** Begin Given text **
Loi, Miriam send in the clones

By Efren L. Danao, Senior Reporter 

Science can clone sheep and other animals. The Senate, it seems, can clone a piece of legislation.

Senators Luisa Ejercito Estrada and Miriam Defensor Santiago have filed separate bills that are strikingly similar. The question is, who copied from whom?

Estrada filed Senate Bill 94 on June 30, 2004; Santiago filed Senate Bill 1453 on July 22, 2004. The bill number, the date of filing and the name of the authors are about the only differences that set the two bills apart.

Both bills have the same title: An Act Establishing an Office on Women’s Health Within the Department of Health.

The bills do not differ in the way they phrase the explanatory note and provisions, down to the commas, parentheses, quotation marks, semicolons and other punctuation marks.

This is the first case of “identical bills” filed in the same Congress that The Manila Times has noticed in the Senate. At the start of the Thirteenth Congress, the Senate minority leader, Aquilino Pimentel Jr., complained that a bill he had filed but had been archived in the Twelfth Congress was refiled by a new senator without informing him and without seeking his permission. He said a bill filed by a senator is deemed to be that legislator’s intellectual property right.
** End Given text **
** Begin Data records **
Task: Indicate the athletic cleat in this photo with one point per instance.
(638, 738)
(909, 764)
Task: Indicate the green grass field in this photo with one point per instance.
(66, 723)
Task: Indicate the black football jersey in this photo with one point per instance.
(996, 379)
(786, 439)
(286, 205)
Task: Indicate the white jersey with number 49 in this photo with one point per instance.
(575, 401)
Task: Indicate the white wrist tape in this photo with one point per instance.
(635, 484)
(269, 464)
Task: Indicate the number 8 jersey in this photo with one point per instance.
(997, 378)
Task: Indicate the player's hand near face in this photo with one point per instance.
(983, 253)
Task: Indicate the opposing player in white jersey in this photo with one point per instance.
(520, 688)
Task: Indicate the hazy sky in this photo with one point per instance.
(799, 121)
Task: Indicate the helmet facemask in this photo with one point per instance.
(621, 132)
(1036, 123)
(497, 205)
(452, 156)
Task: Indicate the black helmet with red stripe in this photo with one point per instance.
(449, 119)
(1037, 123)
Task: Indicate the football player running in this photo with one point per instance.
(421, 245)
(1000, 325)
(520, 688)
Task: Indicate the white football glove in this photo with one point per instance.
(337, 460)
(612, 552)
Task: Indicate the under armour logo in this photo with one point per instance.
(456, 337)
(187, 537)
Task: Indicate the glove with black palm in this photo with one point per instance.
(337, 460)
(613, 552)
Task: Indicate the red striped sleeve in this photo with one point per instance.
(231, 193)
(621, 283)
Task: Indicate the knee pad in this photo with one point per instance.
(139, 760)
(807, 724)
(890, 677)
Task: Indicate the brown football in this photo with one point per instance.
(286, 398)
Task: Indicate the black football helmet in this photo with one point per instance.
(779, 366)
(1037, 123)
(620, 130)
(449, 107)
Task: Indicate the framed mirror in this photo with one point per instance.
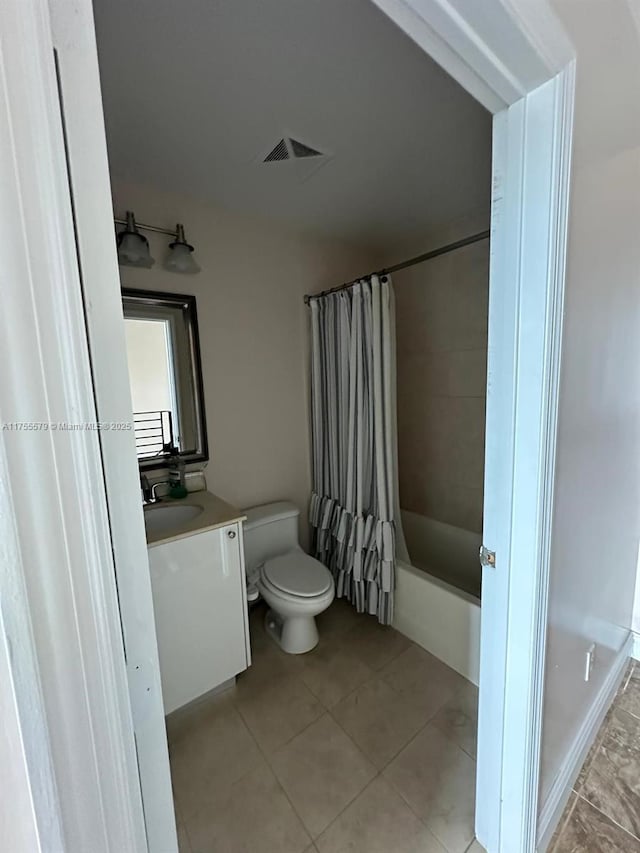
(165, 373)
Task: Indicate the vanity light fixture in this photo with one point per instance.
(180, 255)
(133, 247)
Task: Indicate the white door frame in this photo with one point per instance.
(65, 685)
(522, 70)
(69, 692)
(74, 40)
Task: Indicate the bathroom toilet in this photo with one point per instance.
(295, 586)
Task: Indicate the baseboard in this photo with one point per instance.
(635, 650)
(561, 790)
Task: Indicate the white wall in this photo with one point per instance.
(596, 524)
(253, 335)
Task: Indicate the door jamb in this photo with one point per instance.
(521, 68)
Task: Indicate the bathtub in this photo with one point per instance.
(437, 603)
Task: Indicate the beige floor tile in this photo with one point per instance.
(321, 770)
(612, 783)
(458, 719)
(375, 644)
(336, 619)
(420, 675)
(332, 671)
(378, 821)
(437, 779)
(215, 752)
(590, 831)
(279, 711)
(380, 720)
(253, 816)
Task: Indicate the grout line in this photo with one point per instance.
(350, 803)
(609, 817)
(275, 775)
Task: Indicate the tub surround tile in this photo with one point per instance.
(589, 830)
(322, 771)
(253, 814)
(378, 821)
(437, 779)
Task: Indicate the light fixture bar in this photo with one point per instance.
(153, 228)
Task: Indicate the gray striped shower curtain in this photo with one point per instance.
** End Data records **
_What to work on:_
• 1. Decide whether each statement agrees with the article on the identical Senate bills, answering yes or no and quoting the words of the article that settle it.
(a) Santiago filed her bill before Estrada filed hers.
(b) The two bills carry the same title.
(c) Pimentel held that a bill filed by a senator is that senator's intellectual property.
• 2. Using the article on the identical Senate bills, answer these questions:
(a) What number was given to the bill Estrada filed?
(b) Within which department would the proposed office on women's health be established?
(c) Who was the Senate minority leader at the start of the Thirteenth Congress?

_Worked answers:_
• 1.
(a) No: "Estrada filed Senate Bill 94 on June 30, 2004; Santiago filed Senate Bill 1453 on July 22, 2004."
(b) Yes: "Both bills have the same title"
(c) Yes: "He said a bill filed by a senator is deemed to be that legislator’s intellectual property right."

• 2.
(a) Senate Bill 94
(b) The Department of Health
(c) Aquilino Pimentel Jr.